── Data shown

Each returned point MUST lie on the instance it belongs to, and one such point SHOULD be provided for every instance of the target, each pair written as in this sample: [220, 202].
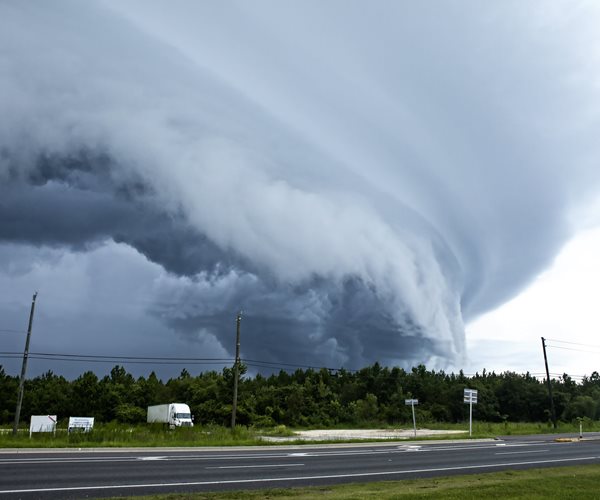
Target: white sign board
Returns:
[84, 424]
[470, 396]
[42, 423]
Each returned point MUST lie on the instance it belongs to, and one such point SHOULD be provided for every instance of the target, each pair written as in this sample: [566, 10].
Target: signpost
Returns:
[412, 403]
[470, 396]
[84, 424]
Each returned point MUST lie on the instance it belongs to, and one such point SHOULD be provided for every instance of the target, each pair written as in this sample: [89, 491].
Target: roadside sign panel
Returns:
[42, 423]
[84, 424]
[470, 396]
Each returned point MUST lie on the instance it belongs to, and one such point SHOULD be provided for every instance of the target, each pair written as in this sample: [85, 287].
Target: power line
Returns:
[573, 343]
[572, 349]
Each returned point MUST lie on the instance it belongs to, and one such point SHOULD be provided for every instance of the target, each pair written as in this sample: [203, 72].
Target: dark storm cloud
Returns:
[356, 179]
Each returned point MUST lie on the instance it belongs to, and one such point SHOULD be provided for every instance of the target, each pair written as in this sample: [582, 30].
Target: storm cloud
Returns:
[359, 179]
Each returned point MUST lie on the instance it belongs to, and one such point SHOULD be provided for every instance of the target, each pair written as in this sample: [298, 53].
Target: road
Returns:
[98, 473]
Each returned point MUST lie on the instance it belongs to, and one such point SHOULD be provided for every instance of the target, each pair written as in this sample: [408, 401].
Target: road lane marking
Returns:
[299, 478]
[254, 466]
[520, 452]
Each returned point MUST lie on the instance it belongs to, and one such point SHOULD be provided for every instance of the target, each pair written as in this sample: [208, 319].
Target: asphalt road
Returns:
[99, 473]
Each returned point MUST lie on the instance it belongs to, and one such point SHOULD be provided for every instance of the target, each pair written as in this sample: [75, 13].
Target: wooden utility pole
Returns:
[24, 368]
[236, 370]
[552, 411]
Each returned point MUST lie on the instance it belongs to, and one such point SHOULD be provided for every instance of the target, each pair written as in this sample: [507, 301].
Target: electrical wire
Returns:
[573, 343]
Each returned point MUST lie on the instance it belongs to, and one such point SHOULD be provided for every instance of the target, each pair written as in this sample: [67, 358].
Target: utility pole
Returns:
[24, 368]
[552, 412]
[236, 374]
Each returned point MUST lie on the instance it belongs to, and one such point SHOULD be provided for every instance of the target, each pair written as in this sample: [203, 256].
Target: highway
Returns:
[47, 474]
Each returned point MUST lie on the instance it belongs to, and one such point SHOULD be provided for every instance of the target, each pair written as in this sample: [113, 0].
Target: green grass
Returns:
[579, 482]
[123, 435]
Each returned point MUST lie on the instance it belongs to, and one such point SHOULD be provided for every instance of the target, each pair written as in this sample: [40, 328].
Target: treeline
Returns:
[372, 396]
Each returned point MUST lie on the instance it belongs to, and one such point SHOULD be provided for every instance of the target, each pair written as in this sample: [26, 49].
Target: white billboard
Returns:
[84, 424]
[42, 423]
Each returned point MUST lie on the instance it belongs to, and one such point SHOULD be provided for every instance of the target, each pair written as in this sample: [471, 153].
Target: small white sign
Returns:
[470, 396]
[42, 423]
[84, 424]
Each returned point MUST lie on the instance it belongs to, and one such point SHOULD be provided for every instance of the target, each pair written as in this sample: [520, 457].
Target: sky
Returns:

────

Repeat the lines above exactly, and keep every picture out.

■ Exercise output
Each returned point MUST lie on the instance it belongs to, and one such point SHOULD be provided for every instance of the target, each pair written as in this sample: [220, 202].
Target: white sign board
Returns:
[84, 424]
[470, 396]
[42, 423]
Each returned point MUST lie on the instance it belongs to, and one such point SHOULD be provided for every instance of the target, each pair written as in this sample: [566, 10].
Target: signpost
Returns:
[412, 403]
[470, 396]
[84, 424]
Each returned point MUST lie on the instance it belongs to, and one such point SHOULD be provided for every instance of the target, each pair written as in this sample: [89, 491].
Target: roadside sign panel
Returns:
[42, 423]
[84, 424]
[470, 396]
Each returned point MUST lie on the instance it belongs to, and one such point SHOULD be provided for every instance of the target, each pair written as in this sample: [85, 287].
Target: power line
Returns:
[573, 343]
[572, 349]
Each returned point MUST lie on the instance it belongs to, and one such point SHOULD be provided for every instance of the target, each pair written as in this sample: [203, 72].
Target: dark storm cloud
Returns:
[356, 179]
Each returned point MUST lie on the instance it belongs to, and one such point SHOULD be provided for every instance of the target, each pair written as in this sample: [582, 30].
Target: storm cloud
Returns:
[359, 179]
Each returned point MUST lie on the instance it belongs to, and one such point SHOULD be provided for every instance of the target, each pair written as in this sample: [298, 53].
Target: road
Returns:
[98, 473]
Each returned point MUST lie on the instance it belongs to, and one such point SHOULD be provided for every instance of the target, each pair written as in this sample: [408, 401].
Target: road lane marking
Returns:
[299, 478]
[254, 466]
[520, 452]
Each returned point MUST lie on the instance it belongs to, and one such point SHOULD be provided for every instance of the target, each pair written as in this sample: [208, 319].
Target: asphalt road
Returns:
[99, 473]
Each returned point MUST lie on the instance it belongs to, and one such point SHOULD be provided for every instance of the target, each pair written as in this sample: [75, 13].
Target: wooden utility pole
Returns:
[24, 368]
[236, 370]
[552, 411]
Each returned point MUST lie on the instance it belongs to, and one such point SHOULD be provided for every instance of the target, each pair written as in this sample: [507, 301].
Target: electrical wire
Returns:
[573, 343]
Each returned point MUST lie on the instance it belongs to, and one such point SHOULD be provided for every instance of the target, each pair written as in this sample: [67, 358].
Target: utility pole
Returns:
[24, 368]
[552, 412]
[236, 374]
Each returned point MUST lie on the instance it belongs to, and one such point SHOULD be provided for every instance of the target, each pair written as in this sample: [203, 256].
Target: highway
Returns:
[47, 474]
Each returned point MUST lie on the instance it belongs to, and one such point SHOULD be provided for every instance of the target, each pair written as in this sample: [113, 0].
Target: green grass
Returns:
[579, 482]
[123, 435]
Each returned point MUST lie on the instance it belongs to, and one such point SHOULD be provided for every instance of the target, each pair written as in this sample: [40, 328].
Target: treeline
Returns:
[372, 396]
Each returned point MUST lie on the instance it belongs to, and one such point SHOULD be provided for every instance of the target, each pair written as in this sample: [26, 49].
Target: white billboard
Returns:
[84, 424]
[42, 423]
Each returned point MUST lie on the instance it belongs to, and one such point SHOULD be provided for every instance of the target, each pair written as in this sample: [471, 153].
Target: small white sign
Returns:
[470, 396]
[42, 423]
[84, 424]
Each returned point MUST lie on the instance it belongs to, and one such point SHOULD be provided for every instance of the target, each pair written as in this sample: [520, 457].
Target: sky
Returns:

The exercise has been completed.